**Task objective:**
Your copy should match the entries below exactly, apart from the images.

^^^^

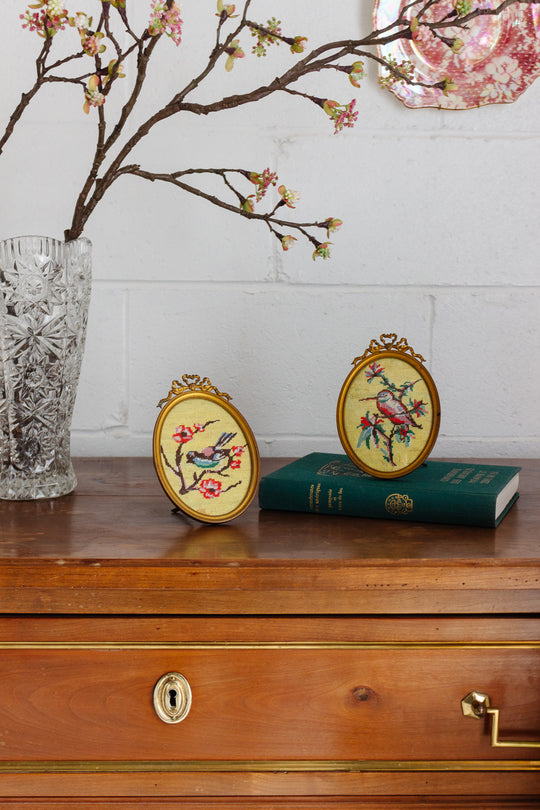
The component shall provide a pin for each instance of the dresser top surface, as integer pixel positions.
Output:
(114, 546)
(119, 512)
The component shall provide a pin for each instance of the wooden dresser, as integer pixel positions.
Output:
(327, 658)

^^^^

**Answer to the exercise:**
The component shall provide a pin for each instance of the dresser top surface, as integer pixel positions.
Output:
(114, 546)
(119, 512)
The component shall provide a pin for each instance of the wooden dresser, as integer pixel positions.
Output:
(327, 658)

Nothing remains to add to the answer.